++++ Source ++++

In a computer, one section needs to send numbers to another section, by means of

electrical signals on a wire. Simply put, if decimal numbers were used inside the

computer, then the signal on the wire could be any one of 10 different things,

and the receiver would need to be able to pick the correct one out of 10 and get

it right virtually every time. That would place a lot of very expensive requirements

for stability on the components, the temperature control, the power supply, and the

noise shielding. The only places that could afford computers would be the military

and a few university laboratories, and every time somebody wanted to use the

computer, it would have to be calibrated and tested first.

This was exactly the situation with the earliest ones ... the "analog computers".

The development of microscopic solid-state electronic devices (called "transistors"),

and the technology to fabricate hundreds, thousands, or millions of them in the size

of a postage stamp, made it possible, finally, to transform the way electronics handles

numbers. The trick is to do it "digitally" ... meaning all in binary numbers ... and that

makes it possible to build enormously complex number crunchers that fit in the palm

of a hand. They're cheap enough and reliable enough now so that you and millions

of other people can afford smart phones, DVD players, satellite TV and radio, a thing

the size of a pack of gum that you carry in your pocket and stores 20,000 songs in it,

and the computer you're looking at right now.

++++

▶ Task instructions:
A. Translate this sentence from the passage on why computers use binary into Spanish: "The only places that could afford computers would be the military and a few university laboratories, and every time somebody wanted to use the computer, it would have to be calibrated and tested first."
B. Transcribe part of the passage on why computers use binary, beginning at the words "numbers. The trick" and stopping after "at right now.".
C. Answer these questions from the passage on why computers use binary.
(i) If decimal numbers were used inside a computer, how many different things could the signal on the wire be?
(ii) What are the microscopic solid-state electronic devices called?
(iii) How many songs does the pocket-sized device the size of a pack of gum store?

++++ Source material ++++

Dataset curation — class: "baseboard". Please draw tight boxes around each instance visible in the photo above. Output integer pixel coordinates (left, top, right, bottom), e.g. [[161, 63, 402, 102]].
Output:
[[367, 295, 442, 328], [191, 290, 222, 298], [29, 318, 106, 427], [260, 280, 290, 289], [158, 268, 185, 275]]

++++

▶ Expected answers:
A. Los únicos lugares que podrían permitirse tener computadoras serían el ejército y unos pocos laboratorios universitarios, y cada vez que alguien quisiera usar la computadora, habría que calibrarla y probarla primero.

B.
numbers. The trick is to do it "digitally" ... meaning all in binary numbers ... and that

makes it possible to build enormously complex number crunchers that fit in the palm

of a hand. They're cheap enough and reliable enough now so that you and millions

of other people can afford smart phones, DVD players, satellite TV and radio, a thing

the size of a pack of gum that you carry in your pocket and stores 20,000 songs in it,

and the computer you're looking at right now.

C.
(i) Any one of 10 different things.
(ii) Transistors.
(iii) 20,000 songs.